"Black Volta" by Pete K.J.
This superbly written fiction tells the interwoven tales of two people who travel to Ghana from different parts of North and South America, for very different reasons – one a Ghanaian emigrant, the other with a very intriguing reason to return to a country he once lived in. As the tale develops, both start to reveal gripping and promising backstories, and as the possibilities begin to take shape, a degree of tension grows beneath the surface; I found myself utterly gripped. That said, the book does not actually go in any of the ways I was anticipating - though to tell the truth this fact actually makes it better; Black Volta benefits from remaining downplayed. It is not melodrama but perhaps only just really drama, with an enthralling teaser of a plot. Ultimately, though, the real purpose of this tale as a whole is actually more profound than any of its parts.
The characters’ life stories are told against the backdrop of an affectionate, detailed account of the country’s rich culture, its warm and friendly people, and the casual corruption permeating every level of a nation making fast progress; throughout, the hospitality, generosity and culinary offerings of the people of Ghana are a delight to behold. Joint main character Liz is something of a foil to the laid-back attitude of her people, having worked extremely hard to make a professional life in the States, in order to look after a wayward family back home, whilst American Carlos has, arguably, gone the opposite way in life. The book is perhaps a touch long, and a vivid slow burner for its duration, but generally it is a more thoughtful tale of guilt, redemption and the ultimate affect that the two characters have on each other’s lives – despite a relatively brief and tenuous connection.

## Given data
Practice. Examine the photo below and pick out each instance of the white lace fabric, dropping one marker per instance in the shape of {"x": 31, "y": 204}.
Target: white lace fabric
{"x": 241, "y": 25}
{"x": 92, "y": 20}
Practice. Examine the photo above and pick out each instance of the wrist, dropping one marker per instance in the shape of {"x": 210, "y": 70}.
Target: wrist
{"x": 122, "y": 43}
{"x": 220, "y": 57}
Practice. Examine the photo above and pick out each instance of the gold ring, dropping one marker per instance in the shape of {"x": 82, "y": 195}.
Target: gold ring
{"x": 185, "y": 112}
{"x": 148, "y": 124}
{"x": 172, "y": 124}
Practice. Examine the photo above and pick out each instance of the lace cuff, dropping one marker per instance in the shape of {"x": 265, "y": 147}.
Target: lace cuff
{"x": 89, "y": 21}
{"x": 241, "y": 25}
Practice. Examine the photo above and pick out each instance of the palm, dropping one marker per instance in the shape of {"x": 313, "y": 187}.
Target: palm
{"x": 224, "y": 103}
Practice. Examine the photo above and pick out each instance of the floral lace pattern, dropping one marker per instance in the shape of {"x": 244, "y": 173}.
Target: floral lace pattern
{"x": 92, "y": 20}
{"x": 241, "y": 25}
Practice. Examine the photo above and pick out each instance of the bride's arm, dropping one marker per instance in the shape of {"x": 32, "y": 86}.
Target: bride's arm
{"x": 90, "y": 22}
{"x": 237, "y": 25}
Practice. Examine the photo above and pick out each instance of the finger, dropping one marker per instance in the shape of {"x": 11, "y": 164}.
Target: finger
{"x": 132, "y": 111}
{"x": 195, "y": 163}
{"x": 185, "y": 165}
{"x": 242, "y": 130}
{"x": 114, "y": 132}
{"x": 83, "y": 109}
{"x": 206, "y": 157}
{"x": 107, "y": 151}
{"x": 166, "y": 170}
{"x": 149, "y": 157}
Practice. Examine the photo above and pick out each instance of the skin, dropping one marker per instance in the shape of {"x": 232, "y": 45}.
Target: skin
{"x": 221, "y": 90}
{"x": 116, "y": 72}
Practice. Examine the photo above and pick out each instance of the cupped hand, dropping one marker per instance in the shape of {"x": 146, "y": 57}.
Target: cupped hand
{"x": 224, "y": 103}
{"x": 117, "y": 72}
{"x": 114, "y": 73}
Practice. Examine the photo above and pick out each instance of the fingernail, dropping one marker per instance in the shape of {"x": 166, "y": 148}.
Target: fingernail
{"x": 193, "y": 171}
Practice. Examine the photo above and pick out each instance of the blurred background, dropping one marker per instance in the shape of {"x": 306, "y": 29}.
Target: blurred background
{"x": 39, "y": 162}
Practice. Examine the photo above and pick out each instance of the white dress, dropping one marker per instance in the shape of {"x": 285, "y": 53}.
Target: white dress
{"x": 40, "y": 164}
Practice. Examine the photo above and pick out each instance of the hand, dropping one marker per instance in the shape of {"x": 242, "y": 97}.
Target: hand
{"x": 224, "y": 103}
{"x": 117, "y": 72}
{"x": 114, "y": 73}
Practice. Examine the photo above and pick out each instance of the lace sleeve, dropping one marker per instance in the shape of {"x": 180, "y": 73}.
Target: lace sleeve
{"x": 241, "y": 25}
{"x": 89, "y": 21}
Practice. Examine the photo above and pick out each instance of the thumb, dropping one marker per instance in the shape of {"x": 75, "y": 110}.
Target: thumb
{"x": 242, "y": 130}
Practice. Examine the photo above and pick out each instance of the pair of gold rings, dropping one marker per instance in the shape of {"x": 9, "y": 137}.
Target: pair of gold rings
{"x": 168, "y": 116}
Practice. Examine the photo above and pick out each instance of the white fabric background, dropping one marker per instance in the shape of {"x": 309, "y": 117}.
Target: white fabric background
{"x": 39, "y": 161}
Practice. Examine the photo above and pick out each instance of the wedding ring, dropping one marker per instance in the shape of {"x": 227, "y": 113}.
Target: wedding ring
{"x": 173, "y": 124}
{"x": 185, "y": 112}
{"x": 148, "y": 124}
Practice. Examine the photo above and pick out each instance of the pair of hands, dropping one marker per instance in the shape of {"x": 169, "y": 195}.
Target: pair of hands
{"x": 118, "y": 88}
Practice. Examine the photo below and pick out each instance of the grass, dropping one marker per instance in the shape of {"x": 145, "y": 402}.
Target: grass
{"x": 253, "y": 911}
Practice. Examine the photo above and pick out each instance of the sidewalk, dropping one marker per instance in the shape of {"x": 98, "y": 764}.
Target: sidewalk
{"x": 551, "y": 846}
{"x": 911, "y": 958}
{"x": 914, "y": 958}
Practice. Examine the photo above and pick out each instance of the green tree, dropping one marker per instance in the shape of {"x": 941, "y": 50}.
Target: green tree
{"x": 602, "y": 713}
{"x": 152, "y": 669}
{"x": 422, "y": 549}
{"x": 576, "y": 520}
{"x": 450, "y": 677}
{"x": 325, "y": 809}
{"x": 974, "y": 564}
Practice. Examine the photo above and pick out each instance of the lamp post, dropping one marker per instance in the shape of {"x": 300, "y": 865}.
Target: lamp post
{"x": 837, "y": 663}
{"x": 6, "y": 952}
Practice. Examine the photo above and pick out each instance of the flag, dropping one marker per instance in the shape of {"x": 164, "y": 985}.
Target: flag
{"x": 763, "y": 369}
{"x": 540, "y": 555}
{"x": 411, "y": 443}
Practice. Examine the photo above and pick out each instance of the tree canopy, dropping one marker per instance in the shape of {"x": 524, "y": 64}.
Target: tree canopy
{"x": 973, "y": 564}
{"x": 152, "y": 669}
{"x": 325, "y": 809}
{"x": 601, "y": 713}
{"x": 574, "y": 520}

## Problem
According to the review of "Black Volta," why did Liz work so hard to build a professional life in the States?

## Exercise output
To look after a wayward family back home.